• [Passage]
Bacillus, Pseudomonas, Acinetobacter, Mycobacterium, and Ochrobactrum have all been found to produce different types of biosurfactants [13,26,30]. It should be noted, however, that this is the first study to identify Clostridium punense as a biosurfactant producer. Clostridium punense was originally observed and picked from the feces of a healthy 56-year-old human male by Lanjekar et al. in 2015.

The most successful method of detecting hydrocarbon degrading species appears to be a molecular approach. The purity and concentration  of genomic DNA collected and used in this investigation demonstrated that it was free of impurities and proteins that could obstruct the downstream applications like PCR and DNA sequencing. Pure DNA is defined as having an A260/A280 ratio of less than 1.8 [32]. The PCR amplicons obtained are around 1.5 Kb in size, which corresponds to the conserved 16S rRNA gene size [33]. In bacteria, this refers to the localized sequence of a variable region. The 16SrRNA gene is a conserved area in bacteria that is widely used to identify bacteria. Bacillus paramycoides and Clostridium punense strains were identified as the microorganisms responsible for biosurfactant synthesis in this investigation. Members of the Bacillus genera are linked to breaking down of hydrocarbon and synthesising biosurfactant, whereas, the Clostridium strain obtained in this investigation is not linked to any of these processes.

• [Entries provided]
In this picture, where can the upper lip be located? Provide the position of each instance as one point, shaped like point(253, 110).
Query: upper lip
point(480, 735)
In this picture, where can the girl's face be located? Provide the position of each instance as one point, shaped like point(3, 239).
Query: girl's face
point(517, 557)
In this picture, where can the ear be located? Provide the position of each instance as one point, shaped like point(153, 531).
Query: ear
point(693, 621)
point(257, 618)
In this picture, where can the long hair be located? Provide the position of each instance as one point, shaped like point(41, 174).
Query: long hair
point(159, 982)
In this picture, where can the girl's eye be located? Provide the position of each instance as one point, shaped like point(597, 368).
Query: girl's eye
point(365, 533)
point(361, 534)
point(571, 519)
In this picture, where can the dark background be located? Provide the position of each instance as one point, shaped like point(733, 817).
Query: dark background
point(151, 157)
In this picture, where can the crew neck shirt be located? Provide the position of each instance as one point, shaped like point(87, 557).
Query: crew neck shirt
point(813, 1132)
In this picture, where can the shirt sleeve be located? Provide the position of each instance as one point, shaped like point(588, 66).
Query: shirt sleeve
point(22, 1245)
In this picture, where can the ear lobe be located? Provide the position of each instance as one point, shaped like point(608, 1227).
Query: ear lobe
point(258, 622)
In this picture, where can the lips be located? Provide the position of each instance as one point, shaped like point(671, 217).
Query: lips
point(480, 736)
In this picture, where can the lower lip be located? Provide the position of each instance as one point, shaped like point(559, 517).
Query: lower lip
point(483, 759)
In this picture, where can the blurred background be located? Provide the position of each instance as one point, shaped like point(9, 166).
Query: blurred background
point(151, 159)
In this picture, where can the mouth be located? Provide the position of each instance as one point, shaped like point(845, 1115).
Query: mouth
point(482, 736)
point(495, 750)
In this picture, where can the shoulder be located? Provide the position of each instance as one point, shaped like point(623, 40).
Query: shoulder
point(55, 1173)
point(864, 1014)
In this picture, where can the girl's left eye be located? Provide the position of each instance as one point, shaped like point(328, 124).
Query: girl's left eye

• [Tasks to carry out]
(1) Repeat word for word the part of the biosurfactant passage starting with "Bacillus, Pseudomonas, Acinetobacter, Mycobacterium, and" and going on through "al. in 2015.".
(2) Answer these from the biosurfactant passage:
(a) From what was Clostridium punense first picked?
(b) About how large are the PCR amplicons obtained?
(c) Which two strains were found to be behind biosurfactant synthesis in this investigation?
(3) Write the next part of the biosurfactant passage, picking up after its last sentence.

• [Answers to the exercise]
(1)
Bacillus, Pseudomonas, Acinetobacter, Mycobacterium, and Ochrobactrum have all been found to produce different types of biosurfactants [13,26,30]. It should be noted, however, that this is the first study to identify Clostridium punense as a biosurfactant producer. Clostridium punense was originally observed and picked from the feces of a healthy 56-year-old human male by Lanjekar et al. in 2015.

(2)
(a) The feces of a healthy 56-year-old human male.
(b) Around 1.5 Kb.
(c) Bacillus paramycoides and Clostridium punense.

(3)
The phylogenetic tree (figure 1) shows that strain A is closely related to Bacillus paramycoides belonging to the B. cereus group. This is obvious as Strain A clusters with Bacillus cereus and some other Bacillus strains. Strain B clusters closely with Clostridium punense BLPYG-8 and shows relatedness with other soil Clostridia and uncultured bacteria strains. The fraction of trees with connected taxa clustered next to tree branches indicates the degree of relatedness. The phylogenetic analysis also showed that there is a relationship between genera Bacillus and Pseudomonas which are known for versatility in carbon utilization, hydrocarbon degradation, as well as biosurfactant production. This could mean that they have particular gene(s) in common that encodes for these abilities [24].

In the soil of an auto mechanic's workshop, biosurfactant-producing strains were discovered. The little-known bacterial strains can digest hydrocarbons and could be employed in bioremediation. The biosurfactant manufacturing process should be improved to provide a larger quantity of biosurfactant. Genetic engineering can increase the ability of hydrocarbon-degrading bacteria to degrade hydrocarbons and produce biosurfactants. Appropriate oil waste management processes   should be designed to reduce random discharge of oil waste in the auto service business.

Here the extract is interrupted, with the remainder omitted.